=== GIVEN PASSAGE ===
Every high schooler is different.
What works for your child may not work for another. Try not to compare your high schooler to others. The one thing we all have in common is - we all have questions. We hope to the information you find in the High School section of our website will help you.
The following information comes from the THSC (Texas Home School Coalition)
1) What is required for graduation?
Home schools in Texas are private schools and not regulated by the state; therefore home schools, just as with other private schools, set their own graduation standards. There is no minimum age requirement for graduation.
2) How can my child receive a diploma?
When a student meets the requirements set by his school for graduation (See question #1.), he may receive a diploma. Diplomas may be ordered from the Texas Home School Coalition Association and other sources.
This means you are a private school,
you set your High School requirements.
3) Can my home educated students get into college?

=== GIVEN EXERCISE 1 ===
Locate every line of the entries containing the string "face", matching case exactly, and copy each such line.
The homeschool passage has no connection to the entries that come after it.

=== DATASET RECORDS ===
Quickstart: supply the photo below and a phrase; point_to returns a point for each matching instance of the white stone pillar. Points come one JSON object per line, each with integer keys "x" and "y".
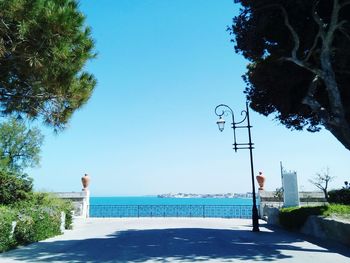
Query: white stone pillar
{"x": 290, "y": 189}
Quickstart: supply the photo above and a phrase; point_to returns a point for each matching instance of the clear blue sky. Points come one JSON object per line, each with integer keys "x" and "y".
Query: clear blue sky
{"x": 149, "y": 128}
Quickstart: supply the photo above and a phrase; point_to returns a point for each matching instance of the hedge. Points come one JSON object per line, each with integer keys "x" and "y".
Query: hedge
{"x": 7, "y": 216}
{"x": 341, "y": 196}
{"x": 36, "y": 219}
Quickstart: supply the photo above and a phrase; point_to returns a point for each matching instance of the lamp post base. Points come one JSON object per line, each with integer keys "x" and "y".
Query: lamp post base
{"x": 255, "y": 218}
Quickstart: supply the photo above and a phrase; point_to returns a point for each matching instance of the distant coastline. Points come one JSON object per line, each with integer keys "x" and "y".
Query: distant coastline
{"x": 227, "y": 195}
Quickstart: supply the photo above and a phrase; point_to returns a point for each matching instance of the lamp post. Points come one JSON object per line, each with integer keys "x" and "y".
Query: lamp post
{"x": 223, "y": 109}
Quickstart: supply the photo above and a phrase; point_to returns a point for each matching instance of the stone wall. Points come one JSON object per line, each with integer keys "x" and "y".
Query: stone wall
{"x": 327, "y": 228}
{"x": 80, "y": 202}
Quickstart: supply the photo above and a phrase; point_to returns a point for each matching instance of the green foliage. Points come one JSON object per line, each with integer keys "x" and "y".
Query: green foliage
{"x": 14, "y": 188}
{"x": 7, "y": 216}
{"x": 50, "y": 201}
{"x": 36, "y": 223}
{"x": 294, "y": 218}
{"x": 19, "y": 146}
{"x": 292, "y": 46}
{"x": 341, "y": 196}
{"x": 44, "y": 45}
{"x": 37, "y": 218}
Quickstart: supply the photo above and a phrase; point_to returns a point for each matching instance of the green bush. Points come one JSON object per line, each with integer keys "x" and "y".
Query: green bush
{"x": 13, "y": 187}
{"x": 39, "y": 217}
{"x": 51, "y": 201}
{"x": 37, "y": 223}
{"x": 341, "y": 196}
{"x": 7, "y": 216}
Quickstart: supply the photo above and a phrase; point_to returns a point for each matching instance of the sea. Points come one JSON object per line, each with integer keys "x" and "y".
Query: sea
{"x": 153, "y": 206}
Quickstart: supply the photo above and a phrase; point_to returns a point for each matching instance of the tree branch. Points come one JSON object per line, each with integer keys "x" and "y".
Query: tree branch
{"x": 345, "y": 3}
{"x": 312, "y": 47}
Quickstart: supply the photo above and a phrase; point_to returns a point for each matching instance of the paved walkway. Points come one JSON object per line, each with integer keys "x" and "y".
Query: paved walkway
{"x": 176, "y": 240}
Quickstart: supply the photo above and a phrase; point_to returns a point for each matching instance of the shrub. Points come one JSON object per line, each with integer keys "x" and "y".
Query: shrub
{"x": 14, "y": 188}
{"x": 341, "y": 196}
{"x": 36, "y": 223}
{"x": 7, "y": 216}
{"x": 39, "y": 217}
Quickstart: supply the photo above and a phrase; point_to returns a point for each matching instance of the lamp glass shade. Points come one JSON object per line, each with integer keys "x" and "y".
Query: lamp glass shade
{"x": 221, "y": 123}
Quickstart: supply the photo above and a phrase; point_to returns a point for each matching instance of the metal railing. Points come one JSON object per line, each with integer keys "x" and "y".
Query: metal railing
{"x": 219, "y": 211}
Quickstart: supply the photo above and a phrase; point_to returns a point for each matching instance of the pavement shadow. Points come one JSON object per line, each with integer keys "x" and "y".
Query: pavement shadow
{"x": 166, "y": 245}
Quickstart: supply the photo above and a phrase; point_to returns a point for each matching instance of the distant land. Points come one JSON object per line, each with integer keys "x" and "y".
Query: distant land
{"x": 228, "y": 195}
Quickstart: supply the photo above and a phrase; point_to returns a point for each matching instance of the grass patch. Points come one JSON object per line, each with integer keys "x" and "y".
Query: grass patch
{"x": 294, "y": 218}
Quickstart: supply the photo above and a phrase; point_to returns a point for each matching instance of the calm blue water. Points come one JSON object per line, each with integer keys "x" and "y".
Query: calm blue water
{"x": 153, "y": 200}
{"x": 150, "y": 206}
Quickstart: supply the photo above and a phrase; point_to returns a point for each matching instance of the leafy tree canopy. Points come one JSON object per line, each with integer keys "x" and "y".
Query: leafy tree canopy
{"x": 19, "y": 146}
{"x": 44, "y": 46}
{"x": 299, "y": 62}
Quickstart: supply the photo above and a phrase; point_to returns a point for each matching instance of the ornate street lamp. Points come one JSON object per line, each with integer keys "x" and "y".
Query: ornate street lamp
{"x": 223, "y": 109}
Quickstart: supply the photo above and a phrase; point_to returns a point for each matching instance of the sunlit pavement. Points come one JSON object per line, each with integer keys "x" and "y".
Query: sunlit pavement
{"x": 177, "y": 240}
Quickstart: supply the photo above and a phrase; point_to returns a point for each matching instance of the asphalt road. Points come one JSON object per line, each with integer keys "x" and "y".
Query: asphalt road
{"x": 177, "y": 240}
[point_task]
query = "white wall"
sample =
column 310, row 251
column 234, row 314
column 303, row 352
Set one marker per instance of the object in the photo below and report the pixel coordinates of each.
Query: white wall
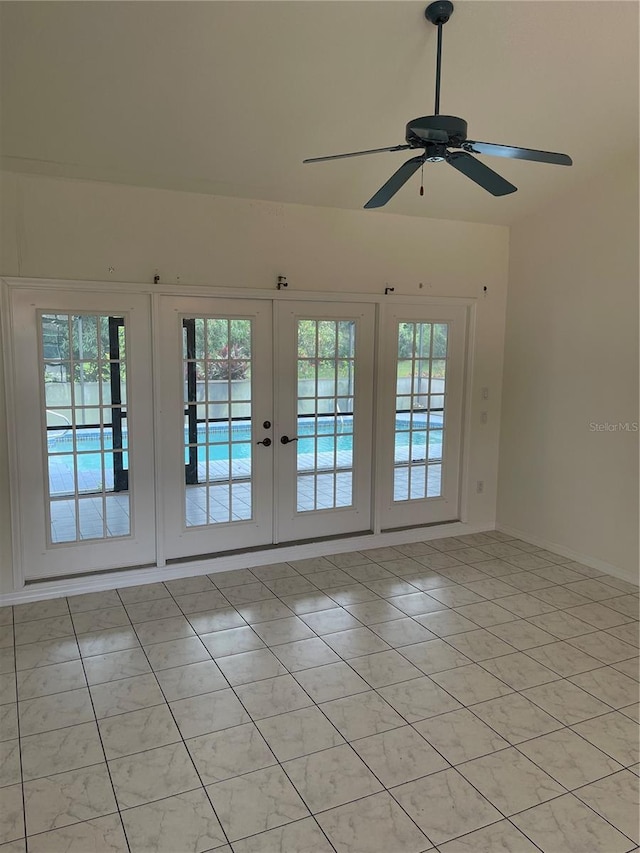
column 571, row 360
column 57, row 228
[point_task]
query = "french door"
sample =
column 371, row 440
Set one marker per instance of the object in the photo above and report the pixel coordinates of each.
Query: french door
column 83, row 411
column 266, row 422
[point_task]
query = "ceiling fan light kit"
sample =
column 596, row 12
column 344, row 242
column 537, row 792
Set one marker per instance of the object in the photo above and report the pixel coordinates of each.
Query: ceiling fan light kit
column 436, row 134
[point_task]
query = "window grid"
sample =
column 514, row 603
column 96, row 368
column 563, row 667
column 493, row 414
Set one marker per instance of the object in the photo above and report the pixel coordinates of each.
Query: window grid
column 218, row 446
column 420, row 410
column 82, row 503
column 326, row 393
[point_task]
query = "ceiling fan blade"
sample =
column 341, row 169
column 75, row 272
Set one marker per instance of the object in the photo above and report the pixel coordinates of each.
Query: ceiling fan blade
column 395, row 182
column 517, row 153
column 488, row 179
column 356, row 154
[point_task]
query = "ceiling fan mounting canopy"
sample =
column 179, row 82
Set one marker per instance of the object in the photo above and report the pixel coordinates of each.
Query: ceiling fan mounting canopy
column 436, row 134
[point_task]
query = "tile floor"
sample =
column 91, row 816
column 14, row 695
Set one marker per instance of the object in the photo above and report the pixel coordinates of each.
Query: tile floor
column 464, row 695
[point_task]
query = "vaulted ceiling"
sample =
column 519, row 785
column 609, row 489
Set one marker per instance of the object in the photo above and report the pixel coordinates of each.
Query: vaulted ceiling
column 229, row 97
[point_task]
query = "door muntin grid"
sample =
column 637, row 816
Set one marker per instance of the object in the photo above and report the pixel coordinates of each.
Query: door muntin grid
column 420, row 424
column 326, row 388
column 86, row 439
column 218, row 447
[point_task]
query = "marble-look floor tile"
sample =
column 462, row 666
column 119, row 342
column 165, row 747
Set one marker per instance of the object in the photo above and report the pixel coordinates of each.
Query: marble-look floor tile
column 435, row 655
column 209, row 712
column 614, row 734
column 384, row 668
column 355, row 642
column 446, row 622
column 34, row 610
column 333, row 681
column 331, row 778
column 126, row 734
column 100, row 620
column 163, row 630
column 185, row 822
column 100, row 835
column 143, row 592
column 232, row 641
column 176, row 653
column 486, row 613
column 501, row 837
column 361, row 715
column 398, row 756
column 568, row 825
column 12, row 814
column 230, row 752
column 515, row 718
column 304, row 654
column 61, row 750
column 55, row 712
column 70, row 797
column 256, row 802
column 565, row 701
column 43, row 653
column 330, row 621
column 116, row 665
column 264, row 611
column 522, row 635
column 9, row 763
column 375, row 824
column 510, row 781
column 471, row 684
column 445, row 805
column 128, row 694
column 46, row 680
column 568, row 758
column 418, row 699
column 460, row 736
column 604, row 647
column 563, row 658
column 273, row 696
column 303, row 835
column 43, row 629
column 210, row 621
column 109, row 640
column 153, row 775
column 519, row 671
column 181, row 682
column 94, row 601
column 617, row 799
column 402, row 632
column 251, row 666
column 298, row 733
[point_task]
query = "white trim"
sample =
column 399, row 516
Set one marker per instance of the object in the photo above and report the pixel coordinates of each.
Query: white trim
column 570, row 554
column 154, row 574
column 232, row 293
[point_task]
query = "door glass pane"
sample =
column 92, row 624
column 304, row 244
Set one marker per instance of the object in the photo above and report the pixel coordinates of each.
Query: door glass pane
column 83, row 371
column 326, row 389
column 420, row 406
column 218, row 442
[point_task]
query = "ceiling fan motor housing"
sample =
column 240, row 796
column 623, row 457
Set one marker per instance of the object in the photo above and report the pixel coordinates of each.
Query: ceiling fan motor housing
column 447, row 130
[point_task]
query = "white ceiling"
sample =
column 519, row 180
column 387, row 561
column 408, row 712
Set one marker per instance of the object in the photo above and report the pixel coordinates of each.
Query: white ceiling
column 229, row 97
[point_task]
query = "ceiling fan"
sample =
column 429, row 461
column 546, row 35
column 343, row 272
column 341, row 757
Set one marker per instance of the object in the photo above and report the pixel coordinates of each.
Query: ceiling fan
column 436, row 134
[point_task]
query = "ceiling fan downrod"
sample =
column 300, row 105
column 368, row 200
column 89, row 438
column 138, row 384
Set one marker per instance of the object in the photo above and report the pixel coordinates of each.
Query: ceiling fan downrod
column 438, row 13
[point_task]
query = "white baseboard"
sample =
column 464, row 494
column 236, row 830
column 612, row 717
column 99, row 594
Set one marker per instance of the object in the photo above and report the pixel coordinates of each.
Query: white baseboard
column 592, row 562
column 132, row 577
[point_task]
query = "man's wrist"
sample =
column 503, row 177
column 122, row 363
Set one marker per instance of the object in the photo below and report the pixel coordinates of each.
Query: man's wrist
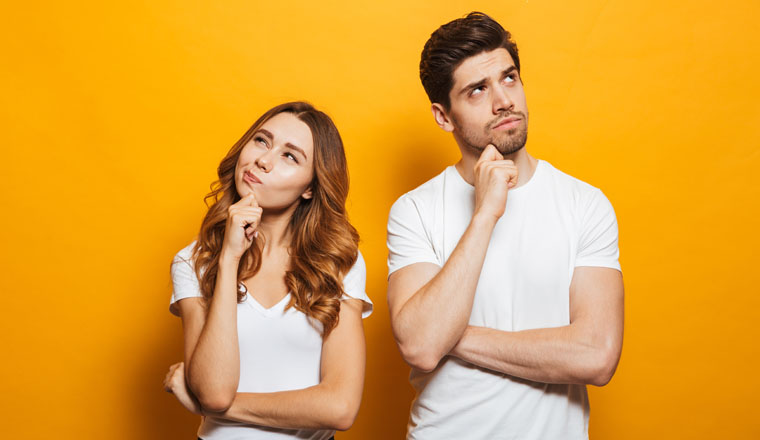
column 481, row 220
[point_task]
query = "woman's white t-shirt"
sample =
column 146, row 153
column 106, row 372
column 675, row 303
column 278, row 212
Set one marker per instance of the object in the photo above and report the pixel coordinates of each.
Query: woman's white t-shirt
column 280, row 349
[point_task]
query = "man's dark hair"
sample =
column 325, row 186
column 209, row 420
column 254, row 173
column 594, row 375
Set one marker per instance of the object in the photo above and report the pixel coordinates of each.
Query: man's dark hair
column 454, row 42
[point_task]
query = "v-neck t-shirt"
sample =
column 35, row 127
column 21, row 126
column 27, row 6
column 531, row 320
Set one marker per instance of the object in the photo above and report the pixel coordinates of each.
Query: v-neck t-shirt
column 280, row 347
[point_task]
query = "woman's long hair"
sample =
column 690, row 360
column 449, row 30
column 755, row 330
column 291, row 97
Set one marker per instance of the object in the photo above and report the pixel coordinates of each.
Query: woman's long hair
column 324, row 244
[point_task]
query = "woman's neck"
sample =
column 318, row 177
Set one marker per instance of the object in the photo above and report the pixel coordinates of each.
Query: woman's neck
column 275, row 226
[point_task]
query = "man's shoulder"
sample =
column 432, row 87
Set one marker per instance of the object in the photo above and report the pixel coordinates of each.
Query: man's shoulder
column 564, row 181
column 426, row 193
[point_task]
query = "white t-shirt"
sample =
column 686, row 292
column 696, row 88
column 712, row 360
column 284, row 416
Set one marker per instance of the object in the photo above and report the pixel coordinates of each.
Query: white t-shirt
column 552, row 224
column 280, row 349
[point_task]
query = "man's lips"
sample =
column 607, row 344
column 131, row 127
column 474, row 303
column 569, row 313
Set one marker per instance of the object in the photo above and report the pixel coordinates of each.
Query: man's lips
column 250, row 177
column 508, row 123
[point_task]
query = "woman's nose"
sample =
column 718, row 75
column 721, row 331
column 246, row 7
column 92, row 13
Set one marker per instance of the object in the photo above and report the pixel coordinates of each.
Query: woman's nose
column 264, row 162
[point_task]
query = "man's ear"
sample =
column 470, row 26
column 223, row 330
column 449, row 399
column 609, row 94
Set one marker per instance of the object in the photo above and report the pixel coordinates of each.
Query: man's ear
column 441, row 117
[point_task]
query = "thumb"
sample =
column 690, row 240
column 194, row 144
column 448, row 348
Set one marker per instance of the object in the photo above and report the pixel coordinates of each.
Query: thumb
column 490, row 153
column 250, row 199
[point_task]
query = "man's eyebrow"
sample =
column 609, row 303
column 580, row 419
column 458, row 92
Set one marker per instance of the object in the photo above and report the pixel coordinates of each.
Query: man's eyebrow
column 473, row 86
column 508, row 71
column 480, row 83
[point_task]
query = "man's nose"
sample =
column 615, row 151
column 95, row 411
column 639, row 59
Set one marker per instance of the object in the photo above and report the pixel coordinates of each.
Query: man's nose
column 501, row 101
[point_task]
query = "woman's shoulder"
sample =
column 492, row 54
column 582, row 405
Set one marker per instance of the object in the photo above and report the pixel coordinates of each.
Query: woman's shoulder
column 185, row 254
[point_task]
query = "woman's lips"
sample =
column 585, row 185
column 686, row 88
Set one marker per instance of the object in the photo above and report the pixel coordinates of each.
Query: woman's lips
column 250, row 177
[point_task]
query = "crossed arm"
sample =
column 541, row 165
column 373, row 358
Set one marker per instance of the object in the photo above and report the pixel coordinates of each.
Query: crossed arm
column 430, row 307
column 332, row 404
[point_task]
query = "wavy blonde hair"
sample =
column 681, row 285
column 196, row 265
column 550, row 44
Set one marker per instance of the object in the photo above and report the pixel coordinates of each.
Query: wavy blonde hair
column 324, row 244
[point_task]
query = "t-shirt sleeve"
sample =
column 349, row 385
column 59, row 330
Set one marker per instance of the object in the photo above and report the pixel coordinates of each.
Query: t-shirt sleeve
column 184, row 281
column 354, row 285
column 408, row 243
column 598, row 244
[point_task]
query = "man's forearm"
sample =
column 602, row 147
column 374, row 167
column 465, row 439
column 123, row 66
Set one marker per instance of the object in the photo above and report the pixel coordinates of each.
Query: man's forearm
column 568, row 354
column 433, row 319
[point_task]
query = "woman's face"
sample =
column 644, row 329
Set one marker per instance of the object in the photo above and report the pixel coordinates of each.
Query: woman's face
column 277, row 164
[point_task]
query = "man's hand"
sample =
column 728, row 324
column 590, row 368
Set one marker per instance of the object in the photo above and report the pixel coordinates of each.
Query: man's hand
column 494, row 176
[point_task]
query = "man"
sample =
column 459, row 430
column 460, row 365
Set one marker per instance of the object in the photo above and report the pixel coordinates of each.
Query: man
column 505, row 291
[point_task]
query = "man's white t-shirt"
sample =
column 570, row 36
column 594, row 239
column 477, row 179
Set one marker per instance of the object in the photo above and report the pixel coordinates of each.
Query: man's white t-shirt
column 552, row 224
column 280, row 349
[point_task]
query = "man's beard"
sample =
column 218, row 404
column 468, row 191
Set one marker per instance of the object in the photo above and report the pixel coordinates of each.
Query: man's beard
column 508, row 143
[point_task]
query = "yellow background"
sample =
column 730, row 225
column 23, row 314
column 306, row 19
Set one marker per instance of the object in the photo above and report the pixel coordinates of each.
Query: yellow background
column 116, row 114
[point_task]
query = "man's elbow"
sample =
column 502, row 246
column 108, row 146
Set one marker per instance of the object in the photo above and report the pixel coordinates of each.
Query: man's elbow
column 216, row 402
column 603, row 368
column 419, row 357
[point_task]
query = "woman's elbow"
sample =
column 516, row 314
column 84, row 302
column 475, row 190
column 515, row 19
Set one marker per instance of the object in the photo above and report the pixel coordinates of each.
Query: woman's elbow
column 344, row 415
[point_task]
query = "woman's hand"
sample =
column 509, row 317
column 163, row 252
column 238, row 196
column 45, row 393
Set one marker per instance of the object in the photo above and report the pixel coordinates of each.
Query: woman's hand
column 242, row 220
column 175, row 383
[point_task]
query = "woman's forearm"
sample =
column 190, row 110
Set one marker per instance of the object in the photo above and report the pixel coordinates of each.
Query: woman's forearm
column 317, row 407
column 214, row 368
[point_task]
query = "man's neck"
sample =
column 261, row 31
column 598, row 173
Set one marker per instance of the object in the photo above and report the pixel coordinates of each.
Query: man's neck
column 525, row 163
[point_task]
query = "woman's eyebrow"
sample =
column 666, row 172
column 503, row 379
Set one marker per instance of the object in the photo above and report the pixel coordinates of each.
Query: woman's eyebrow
column 292, row 146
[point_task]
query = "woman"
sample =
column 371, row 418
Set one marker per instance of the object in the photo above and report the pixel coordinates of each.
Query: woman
column 271, row 294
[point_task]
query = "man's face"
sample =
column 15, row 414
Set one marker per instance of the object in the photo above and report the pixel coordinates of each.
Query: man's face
column 488, row 103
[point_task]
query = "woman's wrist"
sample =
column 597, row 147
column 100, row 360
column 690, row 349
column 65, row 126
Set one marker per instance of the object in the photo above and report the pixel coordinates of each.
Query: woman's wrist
column 228, row 261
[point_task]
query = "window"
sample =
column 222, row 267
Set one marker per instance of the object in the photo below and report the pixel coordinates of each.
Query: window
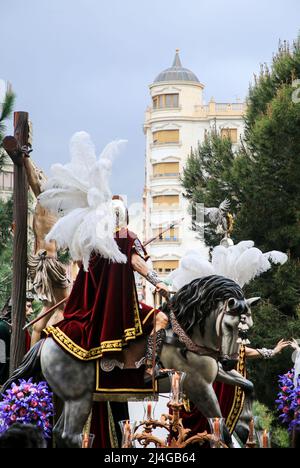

=== GIVEN EXERCISE 2 ===
According to the homeschool passage, where can diplomas be ordered?

=== CORRECT RESULT 1 ===
query = "woman's face"
Query: woman's face
query = "man's face"
Query: man's face

=== CORRECT RESULT 2 ===
From the Texas Home School Coalition Association and other sources.